Start of Available data
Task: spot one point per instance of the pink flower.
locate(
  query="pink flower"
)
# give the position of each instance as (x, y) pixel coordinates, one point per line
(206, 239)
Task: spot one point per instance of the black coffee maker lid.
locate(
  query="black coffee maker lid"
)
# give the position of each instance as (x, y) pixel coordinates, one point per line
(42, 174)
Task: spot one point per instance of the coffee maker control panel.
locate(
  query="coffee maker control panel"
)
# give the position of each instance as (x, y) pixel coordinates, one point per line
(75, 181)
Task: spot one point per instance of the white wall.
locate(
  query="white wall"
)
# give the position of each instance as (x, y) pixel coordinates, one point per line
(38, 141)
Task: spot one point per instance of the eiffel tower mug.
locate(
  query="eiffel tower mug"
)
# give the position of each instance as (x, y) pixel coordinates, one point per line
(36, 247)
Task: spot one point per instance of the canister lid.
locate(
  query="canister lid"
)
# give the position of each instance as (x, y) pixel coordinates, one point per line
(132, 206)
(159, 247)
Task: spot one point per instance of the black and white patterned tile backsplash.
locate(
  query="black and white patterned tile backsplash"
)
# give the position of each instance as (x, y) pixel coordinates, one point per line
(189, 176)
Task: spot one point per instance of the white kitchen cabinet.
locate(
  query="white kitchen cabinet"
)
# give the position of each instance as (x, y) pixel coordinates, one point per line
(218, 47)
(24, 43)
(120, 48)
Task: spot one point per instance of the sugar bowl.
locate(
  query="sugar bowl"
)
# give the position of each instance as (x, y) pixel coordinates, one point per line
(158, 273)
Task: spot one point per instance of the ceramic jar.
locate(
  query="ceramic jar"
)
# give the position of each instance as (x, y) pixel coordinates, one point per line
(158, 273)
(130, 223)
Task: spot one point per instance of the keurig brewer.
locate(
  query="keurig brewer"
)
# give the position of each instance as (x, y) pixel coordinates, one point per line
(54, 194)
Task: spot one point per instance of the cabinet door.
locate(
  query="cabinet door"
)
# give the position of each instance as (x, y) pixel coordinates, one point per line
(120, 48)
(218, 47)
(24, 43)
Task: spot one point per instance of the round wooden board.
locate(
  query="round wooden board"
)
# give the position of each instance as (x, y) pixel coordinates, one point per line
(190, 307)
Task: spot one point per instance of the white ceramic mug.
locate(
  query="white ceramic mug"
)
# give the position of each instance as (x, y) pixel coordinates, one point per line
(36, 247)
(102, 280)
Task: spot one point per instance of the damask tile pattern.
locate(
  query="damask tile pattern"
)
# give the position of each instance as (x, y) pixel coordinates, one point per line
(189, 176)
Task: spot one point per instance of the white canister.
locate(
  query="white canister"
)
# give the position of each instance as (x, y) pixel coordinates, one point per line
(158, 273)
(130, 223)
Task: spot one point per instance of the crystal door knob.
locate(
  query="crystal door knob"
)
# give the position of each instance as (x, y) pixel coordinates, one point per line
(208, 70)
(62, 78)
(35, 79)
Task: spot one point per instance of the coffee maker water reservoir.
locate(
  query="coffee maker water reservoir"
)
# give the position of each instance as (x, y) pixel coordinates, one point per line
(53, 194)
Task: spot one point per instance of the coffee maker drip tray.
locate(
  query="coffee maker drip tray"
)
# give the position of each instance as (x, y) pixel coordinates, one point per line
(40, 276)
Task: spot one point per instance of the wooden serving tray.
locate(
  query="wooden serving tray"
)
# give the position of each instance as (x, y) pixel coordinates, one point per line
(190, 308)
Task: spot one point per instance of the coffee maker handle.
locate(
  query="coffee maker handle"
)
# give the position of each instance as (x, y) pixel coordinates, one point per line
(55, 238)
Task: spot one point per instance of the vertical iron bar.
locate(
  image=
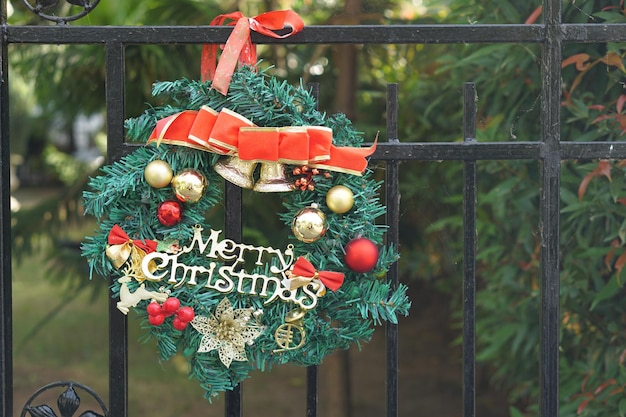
End of Available data
▶ [To be done] Reproduce everything from the line containing "Task: spot one point per instance of the wooden" down to the end of the data, requests included, but scale every pixel coordinate in the answers by 1.55 and round each result to a whole number, with halves rounded up. Return only those lines, and leave the pictures out.

▶ [Full solution]
Task: spot one point per instance of the wooden serving tray.
locate(
  query="wooden serving tray"
)
# give the position of each instance as (x, y) pixel coordinates, one point per line
(295, 477)
Task: spot one point per instance of the coffee maker handle.
locate(
  query="coffee maker handle"
)
# give the position of each instance as (x, y) pixel coordinates, one point per line
(85, 369)
Task: spot one point per instance of the vertical iron bar.
locate(
  image=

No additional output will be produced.